## [Written task a]
In the listing, from the first line down through the line that contains "(1026, 731)", rename "Observed" to "Detected" everywhere it occurs and leave everything else unchanged. Return only those lines.
— START OF Text shown —
I know what Love is. He was born on the rocks
Of Tmaros or of Rhodope or else
Far in the Garamantian Desert. Love
Is not of our blood and he is not of our kind.
331 aprica arbore: Anderson points out that the ‘sun-baked trees’ (‘warmed by the sunshine, sunny’, L&S) must be in autumn. Linking aprica arbor is unusual.
On the first element of the simile, see 3.422f. and 484, non aliter quam poma solent.
332 For the dyed ivory see Aeneid 12.67ff. on Lavinia’s complexion. MARTINDALE 13 observes that unlike Virgil – whose addition of violaverit pushes the overripe sensuality into excess – Ovid’s lines do not leave a sickly taste in the mouth.
Iliad 4.141ff.
Amores 2.5.39f.
‘Painted ivory’ looks forward to the ivory figures encased in glass in the simile of lines 354-55; but it also looks backward in time to Homer and Virgil. The oldest layer in the palimpsest is Homer's ivory dyed with crimson, a simile for the blood stains of Menelaos's wound:
ὡς δ᾽ ὅτε τίς τ᾽ ἐλέφαντα γυνὴ φοίνικι μιήνῃ
Μῃονὶς ἠὲ Κάειρα παρήϊον ἔμμεναι ἵππων:
κεῖται δ᾽ ἐν θαλάμῳ, πολέες τέ μιν ἠρήσαντο
ἱππῆες φορέειν: βασιλῆϊ δὲ κεῖται ἄγαλμα,
ἀμφότερον κόσμός θ᾽ ἵππῳ ἐλατῆρί τε κῦδος:
τοῖοί τοι Μενέλαε μιάνθην αἵματι μηροὶ
εὐφυέες κνῆμαί τε ἰδὲ σφυρὰ κάλ᾽ ὑπένερθε.
As when some Maionian woman or Karian with purple
colours ivory, to make it a cheek piece for horses;
it lies away in an inner room, and many a rider
longs to have it, but it is laid up to be a king's treasure,
two things, to be the beauty of the horse, the pride of the horseman; so, Menelaos, your shapely thighs were stained with the colour
of blood, and your legs also and the ankles beneath them.
(Iliad 4.141-47)
Red & White
Catherine Campbell Rhorer – précis of article (‘Red and White in Ovid's Metamorphoses: The Mulberry Tree in the Tale of Pyramus and Thisbe’, Ramus 1980): Throughout the Metamorphoses Ovid draws special attention to the colours red and white. Red (rubor, rutilus, rubesco, puniceus, purpureus, ‘red’ or ‘purple’) is, of course, the colour of blood, of a blush, of ripening fruit, Tyrian dye, and the sky at dawn. White is the colour of marble, ivory, lilies, and the sky at noon. If we examine this pair in erotic contexts, however, we will find that white is associated with innocence and chastity, with the frigid absence of sexual feeling and with emotional and physical death. Red is associated with pudor, that sense of shame that afflicts the innocent whose eyes have just been opened to erotic reality, and with the heat of violence, both the violence of feeling (furor) and the violence of rape.
— END OF Text shown —
## [Written task b]
Answer these questions using the Ovid commentary above.
(i) According to the opening lines, where was Love born?
(ii) In the Homer simile, what does the woman color the ivory to make?
(iii) In the précis, what things is white said to be the color of?
— START OF Available data —
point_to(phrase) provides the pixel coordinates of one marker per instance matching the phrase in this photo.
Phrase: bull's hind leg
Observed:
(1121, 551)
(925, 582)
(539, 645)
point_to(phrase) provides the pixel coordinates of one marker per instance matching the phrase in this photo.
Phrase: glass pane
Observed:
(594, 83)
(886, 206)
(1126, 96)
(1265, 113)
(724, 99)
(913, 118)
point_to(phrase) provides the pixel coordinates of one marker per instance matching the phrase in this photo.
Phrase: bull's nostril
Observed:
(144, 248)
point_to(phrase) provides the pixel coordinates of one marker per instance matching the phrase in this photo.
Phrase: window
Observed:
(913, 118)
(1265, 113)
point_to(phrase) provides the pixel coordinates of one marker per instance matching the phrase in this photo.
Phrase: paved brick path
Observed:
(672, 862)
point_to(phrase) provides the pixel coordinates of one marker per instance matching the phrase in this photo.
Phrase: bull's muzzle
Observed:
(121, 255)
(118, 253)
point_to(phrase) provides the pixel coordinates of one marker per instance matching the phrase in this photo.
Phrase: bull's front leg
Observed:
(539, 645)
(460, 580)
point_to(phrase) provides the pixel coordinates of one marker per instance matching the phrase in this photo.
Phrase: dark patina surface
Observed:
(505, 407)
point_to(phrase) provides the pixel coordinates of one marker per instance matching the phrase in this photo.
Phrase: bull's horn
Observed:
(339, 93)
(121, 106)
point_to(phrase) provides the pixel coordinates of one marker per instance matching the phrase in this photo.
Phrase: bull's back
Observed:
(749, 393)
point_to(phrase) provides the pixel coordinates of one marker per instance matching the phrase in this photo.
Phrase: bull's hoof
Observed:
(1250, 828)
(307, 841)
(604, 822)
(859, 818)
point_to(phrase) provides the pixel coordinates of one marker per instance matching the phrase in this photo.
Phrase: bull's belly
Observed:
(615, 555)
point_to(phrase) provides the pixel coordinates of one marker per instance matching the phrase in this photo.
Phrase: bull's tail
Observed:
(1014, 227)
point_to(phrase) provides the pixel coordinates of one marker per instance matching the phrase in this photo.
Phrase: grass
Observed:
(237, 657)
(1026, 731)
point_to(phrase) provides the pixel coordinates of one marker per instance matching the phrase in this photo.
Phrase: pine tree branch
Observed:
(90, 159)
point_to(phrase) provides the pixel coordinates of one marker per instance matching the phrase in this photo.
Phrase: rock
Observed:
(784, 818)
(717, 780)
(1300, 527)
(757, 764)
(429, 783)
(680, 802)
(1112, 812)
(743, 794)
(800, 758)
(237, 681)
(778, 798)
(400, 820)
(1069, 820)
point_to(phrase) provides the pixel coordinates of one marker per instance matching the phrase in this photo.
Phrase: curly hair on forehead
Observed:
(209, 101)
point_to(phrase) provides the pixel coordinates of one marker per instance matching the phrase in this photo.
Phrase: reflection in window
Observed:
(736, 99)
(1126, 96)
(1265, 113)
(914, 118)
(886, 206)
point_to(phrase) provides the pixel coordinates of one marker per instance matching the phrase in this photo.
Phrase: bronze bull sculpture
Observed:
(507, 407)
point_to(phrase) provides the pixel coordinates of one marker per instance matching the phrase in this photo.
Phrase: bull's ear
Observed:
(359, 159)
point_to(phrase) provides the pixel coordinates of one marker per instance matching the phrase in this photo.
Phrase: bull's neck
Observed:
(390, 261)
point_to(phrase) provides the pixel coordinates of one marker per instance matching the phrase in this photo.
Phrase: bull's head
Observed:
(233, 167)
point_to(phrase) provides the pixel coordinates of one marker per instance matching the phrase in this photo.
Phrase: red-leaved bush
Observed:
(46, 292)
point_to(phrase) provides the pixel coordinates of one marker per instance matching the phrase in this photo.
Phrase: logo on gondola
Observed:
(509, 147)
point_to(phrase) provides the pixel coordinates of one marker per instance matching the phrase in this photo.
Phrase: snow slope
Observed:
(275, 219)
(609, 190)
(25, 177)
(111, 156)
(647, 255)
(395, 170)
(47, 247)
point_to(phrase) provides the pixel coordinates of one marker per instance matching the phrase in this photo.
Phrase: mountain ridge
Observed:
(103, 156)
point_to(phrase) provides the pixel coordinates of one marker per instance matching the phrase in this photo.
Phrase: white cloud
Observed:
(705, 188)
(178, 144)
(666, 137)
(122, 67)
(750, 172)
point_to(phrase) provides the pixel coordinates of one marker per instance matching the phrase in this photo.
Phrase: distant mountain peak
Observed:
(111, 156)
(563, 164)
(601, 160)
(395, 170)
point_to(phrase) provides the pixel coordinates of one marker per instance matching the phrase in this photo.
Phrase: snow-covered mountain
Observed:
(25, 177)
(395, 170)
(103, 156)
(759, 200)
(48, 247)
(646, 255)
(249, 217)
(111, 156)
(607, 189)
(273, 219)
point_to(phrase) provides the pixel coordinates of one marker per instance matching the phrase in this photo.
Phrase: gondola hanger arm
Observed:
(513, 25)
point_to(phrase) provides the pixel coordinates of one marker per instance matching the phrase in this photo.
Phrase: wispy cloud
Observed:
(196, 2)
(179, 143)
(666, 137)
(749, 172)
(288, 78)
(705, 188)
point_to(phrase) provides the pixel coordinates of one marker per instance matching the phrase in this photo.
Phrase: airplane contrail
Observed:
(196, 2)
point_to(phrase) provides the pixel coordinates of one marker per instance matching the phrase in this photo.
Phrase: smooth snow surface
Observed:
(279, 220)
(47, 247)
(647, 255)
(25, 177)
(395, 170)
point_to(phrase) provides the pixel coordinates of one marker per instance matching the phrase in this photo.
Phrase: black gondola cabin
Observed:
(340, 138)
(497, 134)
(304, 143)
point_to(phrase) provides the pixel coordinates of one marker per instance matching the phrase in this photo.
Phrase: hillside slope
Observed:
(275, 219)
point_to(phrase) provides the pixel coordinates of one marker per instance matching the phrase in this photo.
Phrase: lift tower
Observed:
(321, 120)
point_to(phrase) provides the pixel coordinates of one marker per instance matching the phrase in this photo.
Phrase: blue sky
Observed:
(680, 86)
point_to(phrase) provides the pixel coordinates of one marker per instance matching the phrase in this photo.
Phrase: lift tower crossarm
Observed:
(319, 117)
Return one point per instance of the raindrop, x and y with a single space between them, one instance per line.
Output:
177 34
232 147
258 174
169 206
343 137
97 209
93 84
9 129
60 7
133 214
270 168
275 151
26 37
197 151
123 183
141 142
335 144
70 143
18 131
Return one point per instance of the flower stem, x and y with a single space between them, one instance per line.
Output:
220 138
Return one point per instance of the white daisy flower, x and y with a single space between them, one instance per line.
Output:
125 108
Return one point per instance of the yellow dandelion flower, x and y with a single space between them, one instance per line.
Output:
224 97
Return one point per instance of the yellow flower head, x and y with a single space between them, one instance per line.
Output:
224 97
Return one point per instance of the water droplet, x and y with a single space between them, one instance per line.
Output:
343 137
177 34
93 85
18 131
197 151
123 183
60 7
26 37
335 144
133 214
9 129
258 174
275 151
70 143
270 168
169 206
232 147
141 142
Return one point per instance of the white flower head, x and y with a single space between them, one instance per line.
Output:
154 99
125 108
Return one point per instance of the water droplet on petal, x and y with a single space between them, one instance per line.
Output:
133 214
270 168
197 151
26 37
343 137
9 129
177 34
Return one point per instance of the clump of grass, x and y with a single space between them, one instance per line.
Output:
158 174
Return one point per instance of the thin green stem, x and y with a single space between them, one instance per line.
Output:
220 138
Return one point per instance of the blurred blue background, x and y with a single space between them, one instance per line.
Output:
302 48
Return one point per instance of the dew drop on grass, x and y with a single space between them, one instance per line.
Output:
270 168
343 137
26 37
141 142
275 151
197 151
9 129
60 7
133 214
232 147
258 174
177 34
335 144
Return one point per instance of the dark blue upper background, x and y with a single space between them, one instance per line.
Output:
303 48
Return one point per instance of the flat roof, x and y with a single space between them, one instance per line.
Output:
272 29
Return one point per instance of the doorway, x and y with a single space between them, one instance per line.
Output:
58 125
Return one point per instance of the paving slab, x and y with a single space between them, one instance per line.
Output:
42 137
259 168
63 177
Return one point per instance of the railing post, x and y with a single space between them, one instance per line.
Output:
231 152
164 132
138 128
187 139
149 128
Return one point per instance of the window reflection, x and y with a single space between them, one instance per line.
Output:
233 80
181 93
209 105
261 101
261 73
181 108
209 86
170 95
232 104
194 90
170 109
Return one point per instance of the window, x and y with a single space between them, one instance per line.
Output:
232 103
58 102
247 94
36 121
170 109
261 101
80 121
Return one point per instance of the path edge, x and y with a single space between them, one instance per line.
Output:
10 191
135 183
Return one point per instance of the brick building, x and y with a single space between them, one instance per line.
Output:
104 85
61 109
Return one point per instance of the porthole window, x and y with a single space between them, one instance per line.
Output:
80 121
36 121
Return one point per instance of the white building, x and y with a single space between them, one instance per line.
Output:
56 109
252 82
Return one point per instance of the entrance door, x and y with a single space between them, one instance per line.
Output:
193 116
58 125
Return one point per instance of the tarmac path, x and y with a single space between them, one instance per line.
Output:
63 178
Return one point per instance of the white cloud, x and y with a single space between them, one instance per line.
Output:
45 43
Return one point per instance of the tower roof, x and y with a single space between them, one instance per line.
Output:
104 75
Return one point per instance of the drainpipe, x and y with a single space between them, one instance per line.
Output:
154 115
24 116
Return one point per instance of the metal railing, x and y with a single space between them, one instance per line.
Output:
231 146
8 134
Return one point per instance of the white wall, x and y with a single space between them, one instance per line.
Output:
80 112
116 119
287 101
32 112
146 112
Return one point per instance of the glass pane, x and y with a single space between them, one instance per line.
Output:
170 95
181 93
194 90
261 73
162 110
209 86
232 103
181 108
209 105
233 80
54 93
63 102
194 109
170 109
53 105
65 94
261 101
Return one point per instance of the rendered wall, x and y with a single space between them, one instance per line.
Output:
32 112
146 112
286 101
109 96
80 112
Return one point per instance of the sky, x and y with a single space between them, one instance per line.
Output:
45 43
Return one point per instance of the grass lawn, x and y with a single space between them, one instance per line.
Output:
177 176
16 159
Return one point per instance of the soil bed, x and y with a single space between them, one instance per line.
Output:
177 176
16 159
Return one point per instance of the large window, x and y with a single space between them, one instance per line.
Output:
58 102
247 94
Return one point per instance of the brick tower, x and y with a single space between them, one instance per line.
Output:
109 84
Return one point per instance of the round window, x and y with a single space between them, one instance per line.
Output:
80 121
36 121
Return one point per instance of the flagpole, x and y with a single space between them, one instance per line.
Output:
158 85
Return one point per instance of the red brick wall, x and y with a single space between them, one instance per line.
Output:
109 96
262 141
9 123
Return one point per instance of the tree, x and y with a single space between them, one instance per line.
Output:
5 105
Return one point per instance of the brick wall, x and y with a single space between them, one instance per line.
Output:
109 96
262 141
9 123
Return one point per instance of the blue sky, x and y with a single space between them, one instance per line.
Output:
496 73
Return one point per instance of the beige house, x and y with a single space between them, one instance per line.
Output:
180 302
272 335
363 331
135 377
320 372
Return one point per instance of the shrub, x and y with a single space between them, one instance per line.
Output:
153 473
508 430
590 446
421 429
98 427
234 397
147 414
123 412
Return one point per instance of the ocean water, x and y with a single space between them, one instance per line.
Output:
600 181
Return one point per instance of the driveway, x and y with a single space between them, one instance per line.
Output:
— END OF Available data —
## [Written response a]
point_to(phrase) provides the pixel coordinates of one marker per instance matching the phrase in this photo.
Phrase: bull's hind leg
Detected:
(1121, 551)
(925, 582)
(539, 645)
point_to(phrase) provides the pixel coordinates of one marker per instance matching the phrase in this photo.
Phrase: glass pane
Detected:
(594, 83)
(886, 206)
(1126, 96)
(1265, 113)
(724, 99)
(913, 118)
point_to(phrase) provides the pixel coordinates of one marker per instance matching the phrase in this photo.
Phrase: bull's nostril
Detected:
(144, 248)
point_to(phrase) provides the pixel coordinates of one marker per instance matching the phrase in this photo.
Phrase: window
Detected:
(913, 118)
(1265, 113)
point_to(phrase) provides the pixel coordinates of one marker per instance matching the phrase in this photo.
Phrase: paved brick path
Detected:
(672, 862)
point_to(phrase) provides the pixel coordinates of one marker per instance matching the phrase in this photo.
Phrase: bull's muzzle
Detected:
(121, 255)
(118, 253)
point_to(phrase) provides the pixel coordinates of one marker per instance matching the phrase in this photo.
Phrase: bull's front leg
Detected:
(539, 645)
(460, 580)
point_to(phrase) provides the pixel coordinates of one marker per instance matching the phrase in this photo.
Phrase: dark patina surface
Detected:
(505, 407)
point_to(phrase) provides the pixel coordinates of one marker per instance matching the phrase in this photo.
Phrase: bull's horn
Detected:
(339, 93)
(121, 106)
point_to(phrase) provides the pixel coordinates of one marker per instance matching the phrase in this photo.
Phrase: bull's back
Detected:
(749, 393)
point_to(phrase) provides the pixel coordinates of one marker per instance matching the phrase in this photo.
Phrase: bull's hoof
Detected:
(1250, 828)
(307, 841)
(604, 822)
(859, 818)
point_to(phrase) provides the pixel coordinates of one marker per instance matching the phrase in this photo.
Phrase: bull's belly
Detected:
(615, 555)
point_to(phrase) provides the pixel coordinates of one marker per instance matching the phrase in this photo.
Phrase: bull's tail
Detected:
(1014, 227)
point_to(phrase) provides the pixel coordinates of one marker per instance matching the phrase in this photo.
Phrase: grass
Detected:
(237, 657)
(1026, 731)

## [Written response b]
(i) On the rocks of Tmaros or of Rhodope, or else far in the Garamantian Desert.
(ii) A cheek piece for horses.
(iii) Marble, ivory, lilies, and the sky at noon.